- **Excerto fornecido**:
Mário Ferreira

A Baixa de Lisboa, também conhecida como Baixa Pombalina, por ter sido reconstruída por ordem do Marquês de Pombal, na sequência do terramoto de 1755, é uma das zonas mais emblemáticas da cidade. Além de abrigar alguns dos monumentos mais conhecidos da capital, a Baixa Pombalina sempre ocupou um lugar central na vida comercial de Lisboa. Ao longo dos séculos, foram muitos os artífices que se estabeleceram na Baixa lisboeta, cujos nomes das ruas (Douradores, Correeiros ou Fanqueiros) denotam algumas das atividades comerciais que aqui se praticavam. Não é por acaso que existe uma Rua do Ouro ou uma Rua da Prata, assim denominadas desde o século XVIII, época em que os ofícios estavam arruados, isto é, reunidos por profissões numa mesma rua. Foi nesta zona da cidade que se instalaram muitas lojas de ourivesaria, joalharia e relojoaria. Se, em tempos, era fácil encontrar um mestre relojoeiro por estas bandas, hoje em dia, existem apenas dois em atividade. Um deles chama-se Mário Ferreira, relojoeiro há mais de 50 anos na Baixa de Lisboa.

- **Excerto de dados**:

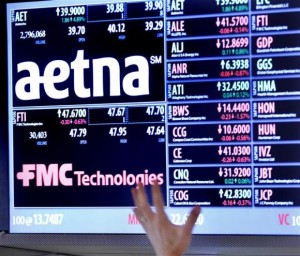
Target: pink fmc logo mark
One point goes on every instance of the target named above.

- **Objetivo do exercício**: Prolongue o texto sobre a Baixa Pombalina e o relojoeiro Mário Ferreira, redigindo a sua continuação a partir da última frase apresentada.

- **A resposta**:
Natural de Amiais de Cima, uma aldeia do concelho de Santarém, Mário Ferreira lembra-se de gostar de frequentar a barbearia do avô Brás, com quem aprendeu muita coisa. “Aos 8 anos, ensinou-me a ver as horas através de uma estaca espetada no chão. Aquilo fascinava-me!”, recorda, referindo-se à forma como variava o comprimento da sombra da estaca nas diferentes horas do dia. Dois anos depois, o avô ofereceu-lhe um relógio de sol e a curiosidade pelos aparelhos de medir o tempo começa a ganhar força. Aos 15 anos, rumou a Lisboa para aprender o ofício de eletricista numa oficina de automóveis. “Um dia, ao passar por uma ourivesaria, fiquei encostado à montra a ver um relojoeiro a trabalhar. A mulher dele, vendo-me ali parado a olhar, conheceu-me - eles eram da minha terra -, chamou-me e apresentou-me ao marido, que me perguntou se queria ir para lá aprender. Disse que sim, despedi-me da oficina e fui para lá”, conta Mário Ferreira sobre o início da sua carreira de relojoeiro. Passado pouco tempo, foi trabalhar para uma ourivesaria em Alcântara, onde teve o privilégio de aprender com “um homem extraordinário”, que se tornou um amigo para a vida.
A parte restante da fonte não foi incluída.